** start **
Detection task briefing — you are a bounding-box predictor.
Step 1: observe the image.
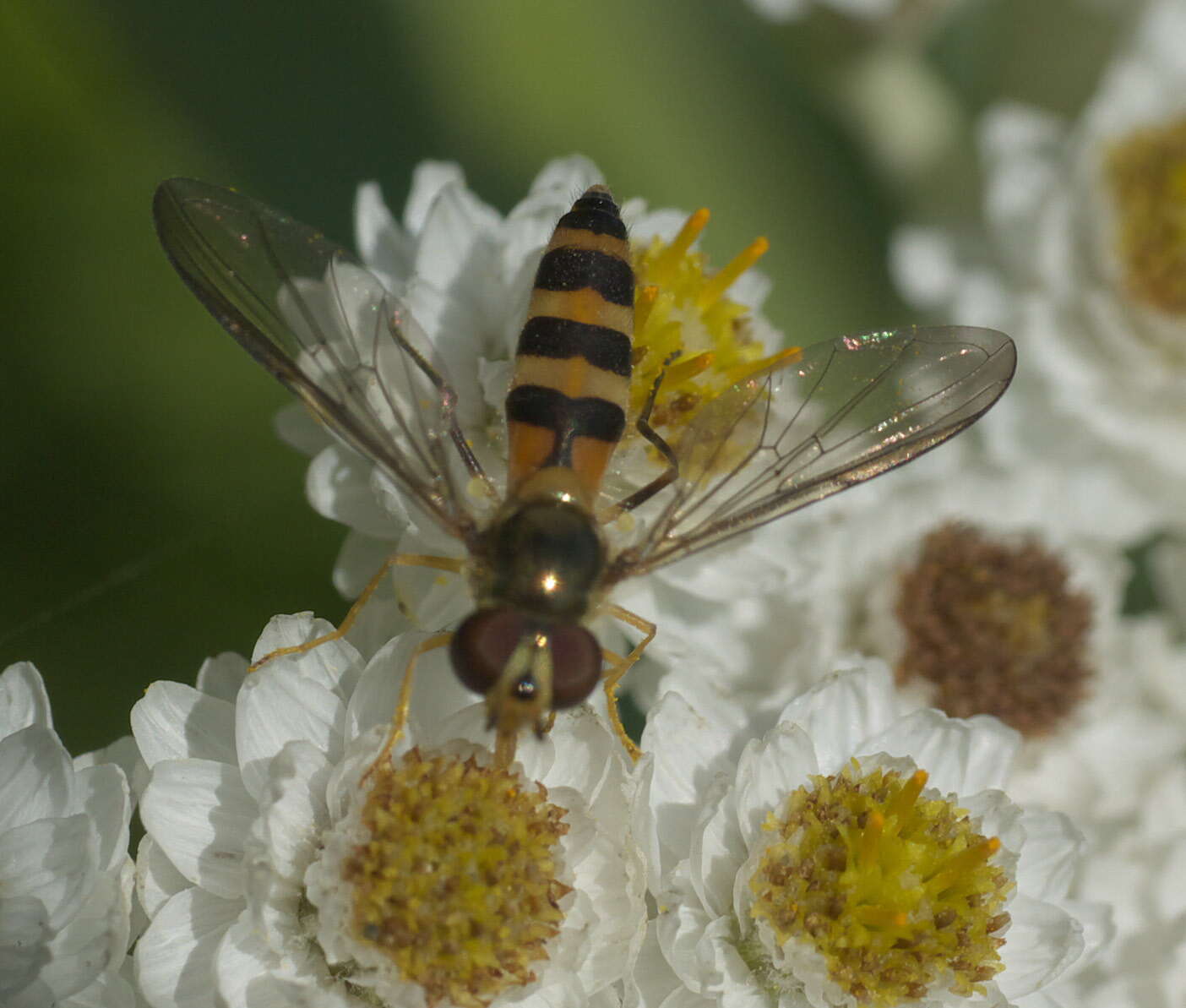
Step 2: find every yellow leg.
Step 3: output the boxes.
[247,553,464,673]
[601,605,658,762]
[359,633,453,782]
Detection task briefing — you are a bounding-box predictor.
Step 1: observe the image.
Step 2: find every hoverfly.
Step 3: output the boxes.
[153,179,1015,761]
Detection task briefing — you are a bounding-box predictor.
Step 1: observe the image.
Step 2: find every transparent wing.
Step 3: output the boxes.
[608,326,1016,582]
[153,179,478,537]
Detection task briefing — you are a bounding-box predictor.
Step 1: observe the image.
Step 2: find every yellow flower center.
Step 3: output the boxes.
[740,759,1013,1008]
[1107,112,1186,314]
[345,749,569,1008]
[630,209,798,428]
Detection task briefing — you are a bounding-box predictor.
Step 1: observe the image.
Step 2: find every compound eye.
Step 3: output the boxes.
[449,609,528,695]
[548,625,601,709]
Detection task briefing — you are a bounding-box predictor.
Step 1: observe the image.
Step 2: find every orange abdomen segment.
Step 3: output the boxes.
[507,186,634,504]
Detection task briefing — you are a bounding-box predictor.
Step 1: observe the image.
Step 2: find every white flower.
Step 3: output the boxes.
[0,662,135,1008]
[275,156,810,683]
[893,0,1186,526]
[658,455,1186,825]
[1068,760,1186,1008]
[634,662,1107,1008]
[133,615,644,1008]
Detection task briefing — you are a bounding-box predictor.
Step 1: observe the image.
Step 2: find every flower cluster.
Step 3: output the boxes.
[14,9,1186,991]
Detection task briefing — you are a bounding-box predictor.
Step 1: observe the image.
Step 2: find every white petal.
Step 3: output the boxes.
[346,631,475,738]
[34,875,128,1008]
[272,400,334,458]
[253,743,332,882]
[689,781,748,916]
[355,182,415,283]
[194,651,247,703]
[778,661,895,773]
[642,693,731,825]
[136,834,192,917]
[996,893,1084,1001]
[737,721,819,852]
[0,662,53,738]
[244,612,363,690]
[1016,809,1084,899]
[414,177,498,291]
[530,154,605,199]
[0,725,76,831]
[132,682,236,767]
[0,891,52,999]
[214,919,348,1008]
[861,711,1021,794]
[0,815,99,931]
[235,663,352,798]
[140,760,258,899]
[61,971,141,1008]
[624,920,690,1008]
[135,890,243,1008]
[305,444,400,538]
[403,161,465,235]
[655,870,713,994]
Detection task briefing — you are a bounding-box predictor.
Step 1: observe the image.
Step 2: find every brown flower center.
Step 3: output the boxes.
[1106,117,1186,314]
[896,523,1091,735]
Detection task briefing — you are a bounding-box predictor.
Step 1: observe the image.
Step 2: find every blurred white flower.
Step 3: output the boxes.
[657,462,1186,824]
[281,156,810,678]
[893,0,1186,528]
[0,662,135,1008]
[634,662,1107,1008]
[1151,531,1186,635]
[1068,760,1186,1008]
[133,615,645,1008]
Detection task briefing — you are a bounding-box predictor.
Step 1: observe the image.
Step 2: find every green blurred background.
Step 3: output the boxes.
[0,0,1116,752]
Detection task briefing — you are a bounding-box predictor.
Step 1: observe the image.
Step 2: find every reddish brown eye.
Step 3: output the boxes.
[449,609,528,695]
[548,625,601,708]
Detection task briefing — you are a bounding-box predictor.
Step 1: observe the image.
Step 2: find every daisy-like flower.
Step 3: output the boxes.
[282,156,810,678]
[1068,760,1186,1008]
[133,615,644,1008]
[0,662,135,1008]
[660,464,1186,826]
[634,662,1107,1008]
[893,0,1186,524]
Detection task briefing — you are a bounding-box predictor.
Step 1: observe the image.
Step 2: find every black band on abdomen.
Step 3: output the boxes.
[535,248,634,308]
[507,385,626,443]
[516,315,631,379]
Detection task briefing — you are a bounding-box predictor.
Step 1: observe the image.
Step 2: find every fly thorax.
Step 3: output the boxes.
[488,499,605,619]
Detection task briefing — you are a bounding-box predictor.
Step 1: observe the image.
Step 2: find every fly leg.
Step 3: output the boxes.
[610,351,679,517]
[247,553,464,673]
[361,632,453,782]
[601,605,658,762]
** end **
** start **
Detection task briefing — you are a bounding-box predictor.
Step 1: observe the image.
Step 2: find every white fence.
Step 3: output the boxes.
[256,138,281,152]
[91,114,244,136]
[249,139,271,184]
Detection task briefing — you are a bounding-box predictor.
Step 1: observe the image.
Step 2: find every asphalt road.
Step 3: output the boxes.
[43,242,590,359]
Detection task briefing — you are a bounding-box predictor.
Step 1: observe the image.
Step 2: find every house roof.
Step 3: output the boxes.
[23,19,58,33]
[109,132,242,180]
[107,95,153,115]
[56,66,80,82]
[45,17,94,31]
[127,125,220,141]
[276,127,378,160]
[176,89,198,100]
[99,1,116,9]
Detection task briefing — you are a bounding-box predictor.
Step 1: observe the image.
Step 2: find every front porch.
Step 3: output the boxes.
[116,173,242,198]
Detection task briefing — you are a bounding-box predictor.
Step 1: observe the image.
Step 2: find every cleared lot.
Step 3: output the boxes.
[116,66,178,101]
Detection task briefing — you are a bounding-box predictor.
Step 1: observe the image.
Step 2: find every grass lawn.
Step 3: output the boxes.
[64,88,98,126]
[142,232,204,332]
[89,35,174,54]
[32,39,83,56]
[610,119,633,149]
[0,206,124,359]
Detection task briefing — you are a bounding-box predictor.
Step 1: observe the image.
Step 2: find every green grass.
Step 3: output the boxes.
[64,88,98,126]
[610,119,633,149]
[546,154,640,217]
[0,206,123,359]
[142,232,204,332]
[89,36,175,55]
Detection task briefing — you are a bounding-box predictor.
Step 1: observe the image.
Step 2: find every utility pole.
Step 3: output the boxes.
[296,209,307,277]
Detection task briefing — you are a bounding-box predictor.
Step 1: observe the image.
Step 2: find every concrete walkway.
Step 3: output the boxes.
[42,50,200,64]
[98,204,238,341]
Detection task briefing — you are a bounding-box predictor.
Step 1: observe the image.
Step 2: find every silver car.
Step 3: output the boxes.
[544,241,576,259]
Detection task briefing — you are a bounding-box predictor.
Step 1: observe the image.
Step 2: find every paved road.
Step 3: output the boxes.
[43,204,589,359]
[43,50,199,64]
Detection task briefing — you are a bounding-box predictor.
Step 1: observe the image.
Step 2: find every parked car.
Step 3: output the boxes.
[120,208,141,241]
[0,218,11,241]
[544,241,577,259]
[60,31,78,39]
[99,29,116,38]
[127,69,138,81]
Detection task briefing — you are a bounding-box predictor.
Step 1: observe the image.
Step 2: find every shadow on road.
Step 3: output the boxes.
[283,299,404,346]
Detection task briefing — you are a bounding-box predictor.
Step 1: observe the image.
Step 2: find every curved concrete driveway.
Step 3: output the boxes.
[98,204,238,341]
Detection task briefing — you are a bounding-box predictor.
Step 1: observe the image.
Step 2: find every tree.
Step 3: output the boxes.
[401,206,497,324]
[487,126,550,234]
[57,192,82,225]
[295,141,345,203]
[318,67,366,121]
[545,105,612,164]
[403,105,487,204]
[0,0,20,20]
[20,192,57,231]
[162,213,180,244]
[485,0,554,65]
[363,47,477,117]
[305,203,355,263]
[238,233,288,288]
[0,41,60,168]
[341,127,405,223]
** end **
** start **
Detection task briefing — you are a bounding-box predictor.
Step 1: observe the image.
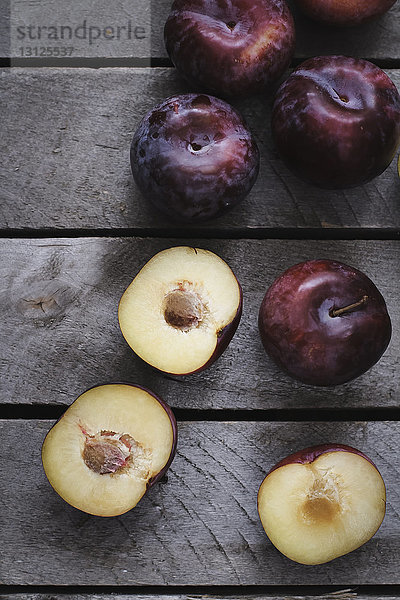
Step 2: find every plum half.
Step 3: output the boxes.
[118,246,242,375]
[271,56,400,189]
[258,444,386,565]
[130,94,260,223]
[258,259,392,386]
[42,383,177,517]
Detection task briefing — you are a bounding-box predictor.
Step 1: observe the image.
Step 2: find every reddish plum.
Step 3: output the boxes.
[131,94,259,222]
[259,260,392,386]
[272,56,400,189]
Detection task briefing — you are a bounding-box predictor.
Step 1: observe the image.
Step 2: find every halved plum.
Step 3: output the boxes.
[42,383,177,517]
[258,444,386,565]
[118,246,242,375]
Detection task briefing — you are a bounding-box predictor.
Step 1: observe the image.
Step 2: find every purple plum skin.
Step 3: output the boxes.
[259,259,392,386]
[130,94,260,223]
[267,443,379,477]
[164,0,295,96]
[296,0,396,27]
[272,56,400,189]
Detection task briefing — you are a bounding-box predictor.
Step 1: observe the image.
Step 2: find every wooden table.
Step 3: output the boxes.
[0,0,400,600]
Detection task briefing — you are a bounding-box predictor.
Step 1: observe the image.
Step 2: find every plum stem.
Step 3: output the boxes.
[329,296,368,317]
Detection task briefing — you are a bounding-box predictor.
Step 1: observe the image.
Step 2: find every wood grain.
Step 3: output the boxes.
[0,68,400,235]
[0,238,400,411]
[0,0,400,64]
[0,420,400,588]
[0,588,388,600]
** end **
* [WHAT YOU ARE ASKED TO DO]:
Gather every line in the three blocks above that contains the word "grass", and copy each one in full.

* [THE RESPONSE]:
Step 2: find every grass lawn.
Step 2: find every green grass.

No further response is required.